(What is expected): Render the records below as a JSON list of strings, one string per line, skipping blank lines.
## begin Task inputs
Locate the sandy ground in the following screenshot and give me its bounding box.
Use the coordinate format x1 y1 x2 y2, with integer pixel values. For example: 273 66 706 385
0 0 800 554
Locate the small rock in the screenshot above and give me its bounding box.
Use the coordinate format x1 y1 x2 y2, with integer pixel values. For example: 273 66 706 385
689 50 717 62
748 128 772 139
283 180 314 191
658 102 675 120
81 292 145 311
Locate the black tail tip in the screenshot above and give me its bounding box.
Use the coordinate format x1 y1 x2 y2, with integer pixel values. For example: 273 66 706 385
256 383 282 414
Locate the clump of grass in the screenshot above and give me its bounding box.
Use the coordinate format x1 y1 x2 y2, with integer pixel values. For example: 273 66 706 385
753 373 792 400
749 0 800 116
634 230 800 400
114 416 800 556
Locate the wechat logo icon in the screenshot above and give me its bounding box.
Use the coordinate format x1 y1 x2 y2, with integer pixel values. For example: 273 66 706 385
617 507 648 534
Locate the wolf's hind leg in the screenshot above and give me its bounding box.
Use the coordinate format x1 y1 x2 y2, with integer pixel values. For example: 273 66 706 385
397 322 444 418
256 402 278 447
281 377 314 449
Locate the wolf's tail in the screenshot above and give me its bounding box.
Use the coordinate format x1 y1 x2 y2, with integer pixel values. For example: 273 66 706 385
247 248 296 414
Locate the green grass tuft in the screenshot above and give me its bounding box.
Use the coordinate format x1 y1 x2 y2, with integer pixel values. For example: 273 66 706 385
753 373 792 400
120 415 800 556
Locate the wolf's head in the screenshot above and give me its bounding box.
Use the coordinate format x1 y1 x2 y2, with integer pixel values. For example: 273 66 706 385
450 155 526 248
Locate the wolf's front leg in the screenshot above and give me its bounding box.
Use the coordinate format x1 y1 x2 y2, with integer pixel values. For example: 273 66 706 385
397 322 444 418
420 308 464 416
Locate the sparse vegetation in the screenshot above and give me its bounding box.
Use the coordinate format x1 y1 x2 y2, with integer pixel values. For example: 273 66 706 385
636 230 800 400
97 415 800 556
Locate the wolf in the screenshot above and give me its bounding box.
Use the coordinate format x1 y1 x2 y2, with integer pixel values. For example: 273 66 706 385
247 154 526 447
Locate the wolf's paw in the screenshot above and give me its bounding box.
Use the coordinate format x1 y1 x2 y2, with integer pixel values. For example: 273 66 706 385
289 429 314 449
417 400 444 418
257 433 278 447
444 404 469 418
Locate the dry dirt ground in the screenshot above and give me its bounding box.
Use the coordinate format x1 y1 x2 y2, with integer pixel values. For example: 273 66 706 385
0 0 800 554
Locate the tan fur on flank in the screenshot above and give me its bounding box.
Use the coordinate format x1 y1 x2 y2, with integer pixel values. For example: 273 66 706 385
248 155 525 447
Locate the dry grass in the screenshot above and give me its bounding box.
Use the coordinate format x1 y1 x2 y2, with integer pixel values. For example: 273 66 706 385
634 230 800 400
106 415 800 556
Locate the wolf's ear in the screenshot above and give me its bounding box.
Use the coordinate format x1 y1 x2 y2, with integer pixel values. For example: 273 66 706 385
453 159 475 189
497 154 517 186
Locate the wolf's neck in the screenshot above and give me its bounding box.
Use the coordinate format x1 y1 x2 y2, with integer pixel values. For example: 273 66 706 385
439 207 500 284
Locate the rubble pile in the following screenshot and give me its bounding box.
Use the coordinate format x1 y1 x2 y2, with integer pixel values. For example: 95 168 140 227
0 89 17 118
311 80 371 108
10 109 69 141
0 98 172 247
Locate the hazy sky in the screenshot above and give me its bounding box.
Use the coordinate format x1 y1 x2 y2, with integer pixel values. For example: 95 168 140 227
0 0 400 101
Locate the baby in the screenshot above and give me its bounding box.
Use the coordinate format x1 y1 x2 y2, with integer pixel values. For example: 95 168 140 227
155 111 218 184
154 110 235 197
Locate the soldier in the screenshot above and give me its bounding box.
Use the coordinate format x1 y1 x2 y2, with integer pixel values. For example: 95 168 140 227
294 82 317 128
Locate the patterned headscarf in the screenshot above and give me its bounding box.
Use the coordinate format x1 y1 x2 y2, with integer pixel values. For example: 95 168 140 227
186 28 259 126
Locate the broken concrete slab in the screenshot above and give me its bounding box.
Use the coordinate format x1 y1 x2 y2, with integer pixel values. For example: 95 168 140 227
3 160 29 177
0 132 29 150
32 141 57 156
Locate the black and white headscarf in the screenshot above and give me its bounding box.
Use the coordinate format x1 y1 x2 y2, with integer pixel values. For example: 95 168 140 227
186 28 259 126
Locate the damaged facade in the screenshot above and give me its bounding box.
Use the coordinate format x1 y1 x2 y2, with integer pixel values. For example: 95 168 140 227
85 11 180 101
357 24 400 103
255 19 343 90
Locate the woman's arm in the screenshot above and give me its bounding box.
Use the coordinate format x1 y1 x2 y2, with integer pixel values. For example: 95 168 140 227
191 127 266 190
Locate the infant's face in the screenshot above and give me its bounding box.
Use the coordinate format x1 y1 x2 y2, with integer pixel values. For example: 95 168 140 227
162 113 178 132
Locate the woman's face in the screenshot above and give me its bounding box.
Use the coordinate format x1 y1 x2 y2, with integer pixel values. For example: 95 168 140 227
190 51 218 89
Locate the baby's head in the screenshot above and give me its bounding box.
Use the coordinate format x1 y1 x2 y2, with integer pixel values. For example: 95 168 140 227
## end Task inputs
(Response to this task):
[
  "Locate the sandy ground in the following screenshot and give me its bounding box.",
  "Use the coordinate format x1 y1 x2 y2, with integer pixel values. For example: 273 66 706 385",
  "0 0 800 554",
  "Locate the small rock in the screenshot above and give me its bounding box.",
  "Use the coordinate format x1 y1 x2 y2, with integer pixel values. For example: 273 66 706 385",
  "689 50 717 62",
  "748 128 772 139",
  "283 180 314 191",
  "658 102 675 120",
  "81 292 145 311",
  "Locate the black tail tip in the screenshot above and give me its bounding box.",
  "Use the coordinate format x1 y1 x2 y2, with integer pixel values. For example: 273 66 706 385",
  "256 383 282 414",
  "Locate the clump of grass in the screenshot above and give me its bounding box.",
  "Use the coordinate format x1 y1 x2 y2, with integer pixel values. For example: 273 66 706 385",
  "753 373 792 400",
  "749 0 800 116",
  "634 230 800 400",
  "114 416 800 556",
  "Locate the wechat logo icon in the screenshot above and give me its bounding box.",
  "Use the coordinate format x1 y1 x2 y2, with integer pixel values. For example: 273 66 706 385",
  "617 507 648 534",
  "Locate the wolf's hind leg in the screenshot above and give me its bounding box.",
  "Use the coordinate format x1 y1 x2 y2, with integer pixel values. For example: 273 66 706 385",
  "397 322 444 418",
  "256 402 278 447",
  "281 377 314 449",
  "Locate the wolf's tail in the screenshot above and give me its bounding box.",
  "Use the coordinate format x1 y1 x2 y2, with integer pixel values. For example: 273 66 706 385",
  "247 248 296 414",
  "Locate the green grass tuft in the screenshot above and give me its bounding box.",
  "Use the coordinate format x1 y1 x2 y2, with integer pixel values. For example: 273 66 706 385",
  "753 373 792 400",
  "120 415 800 556",
  "Locate the wolf's head in the screenshot above and give me its bounding box.",
  "Use the coordinate format x1 y1 x2 y2, with integer pixel values. For example: 273 66 706 385",
  "450 155 526 248",
  "Locate the wolf's front leg in the screenshot above and give me its bounding box.",
  "Use the coordinate format x1 y1 x2 y2, with integer pixel values. For example: 273 66 706 385",
  "397 322 444 418",
  "420 308 464 416",
  "Locate the sparse vegetation in the screenshot above and give me its bounding box.",
  "Use the coordinate format x1 y1 x2 y2, with integer pixel values. For example: 273 66 706 385",
  "636 230 800 400",
  "97 415 800 556",
  "Locate the wolf in the screenshot above and give me its bounding box.",
  "Use the coordinate format x1 y1 x2 y2, with integer pixel values. For example: 273 66 706 385",
  "247 154 526 447",
  "Locate the wolf's paw in the screenshot above and give me its bounding box.",
  "Use the coordinate format x1 y1 x2 y2, with integer pixel values. For example: 273 66 706 385",
  "289 429 314 449",
  "417 400 444 418",
  "257 433 278 447",
  "444 404 469 418",
  "Locate the dry dirt ground in the screenshot above and give me its bounding box.",
  "Use the coordinate format x1 y1 x2 y2, with integer pixel values. For example: 273 66 706 385",
  "0 0 800 554",
  "Locate the tan fur on flank in the screenshot above and give me its bounding box.",
  "Use the coordinate format x1 y1 x2 y2, with integer pixel values. For example: 273 66 706 385",
  "248 155 525 447",
  "Locate the dry grass in the screenshot above and give me its bounding box.",
  "Use the coordinate format x1 y1 x2 y2, with integer pixel values. For example: 273 66 706 385",
  "634 230 800 400",
  "106 415 800 556",
  "Locate the wolf's ear in the screenshot above and give me its bounding box.",
  "Use the coordinate format x1 y1 x2 y2, with integer pixel values. For example: 273 66 706 385",
  "453 159 475 189",
  "497 154 517 186",
  "Locate the wolf's neck in the screenshot above and give me its bounding box.",
  "Use the coordinate format x1 y1 x2 y2, with integer pixel values. For example: 273 66 706 385",
  "439 207 500 284",
  "Locate the rubble pile in the following screenshot and give me its bounding box.",
  "Use the coordinate format x1 y1 x2 y2, with integer pixel values. For example: 95 168 140 227",
  "0 89 17 118",
  "311 80 371 108",
  "10 109 69 141",
  "0 98 172 247",
  "Locate the hazy sky in the screenshot above and give me its bounding box.",
  "Use the coordinate format x1 y1 x2 y2, with integer pixel values. For example: 95 168 140 227",
  "0 0 400 101",
  "Locate the baby in the screenshot above and give me its bounding box.",
  "Use the coordinate format x1 y1 x2 y2, with integer pixel values. For example: 95 168 140 227",
  "155 111 218 184",
  "154 110 235 197",
  "Locate the soldier in the screenshot above and give me its bounding box.",
  "Use the coordinate format x1 y1 x2 y2, with integer pixel values. For example: 95 168 140 227",
  "294 82 317 128",
  "Locate the patterned headscarf in the screenshot above and give me its bounding box.",
  "Use the coordinate format x1 y1 x2 y2, with integer pixel values. For example: 95 168 140 227",
  "186 28 259 126",
  "Locate the broken concrete slab in the screenshot above and give me its bounding box.",
  "Use the coordinate format x1 y1 x2 y2, with integer pixel values. For example: 95 168 140 227",
  "3 160 29 177",
  "0 132 29 150",
  "32 141 57 156",
  "Locate the black and white headscarf in the screenshot above and give me its bounding box.",
  "Use the coordinate format x1 y1 x2 y2, with integer pixel values. For example: 95 168 140 227",
  "186 28 259 126",
  "Locate the damaged facade in the screenshot above and give me its bounding box.",
  "Use the coordinate format x1 y1 x2 y2, with integer pixel values. For example: 95 168 140 227",
  "85 11 180 101",
  "357 24 400 103",
  "255 19 343 90",
  "Locate the woman's arm in the screenshot above and give me its bounding box.",
  "Use the coordinate format x1 y1 x2 y2, with integer pixel values. For example: 95 168 140 227",
  "191 127 266 190",
  "Locate the infant's face in the screenshot above and give me its bounding box.",
  "Use the coordinate format x1 y1 x2 y2, with integer pixel values. For example: 95 168 140 227",
  "162 113 178 132",
  "Locate the woman's face in the screenshot above and give me its bounding box.",
  "Use the coordinate format x1 y1 x2 y2, with integer pixel values. For example: 95 168 140 227",
  "190 51 218 89",
  "Locate the baby's head in the screenshot above and give me its bounding box.",
  "Use the coordinate format x1 y1 x2 y2, with integer pixel values. For example: 95 168 140 227"
]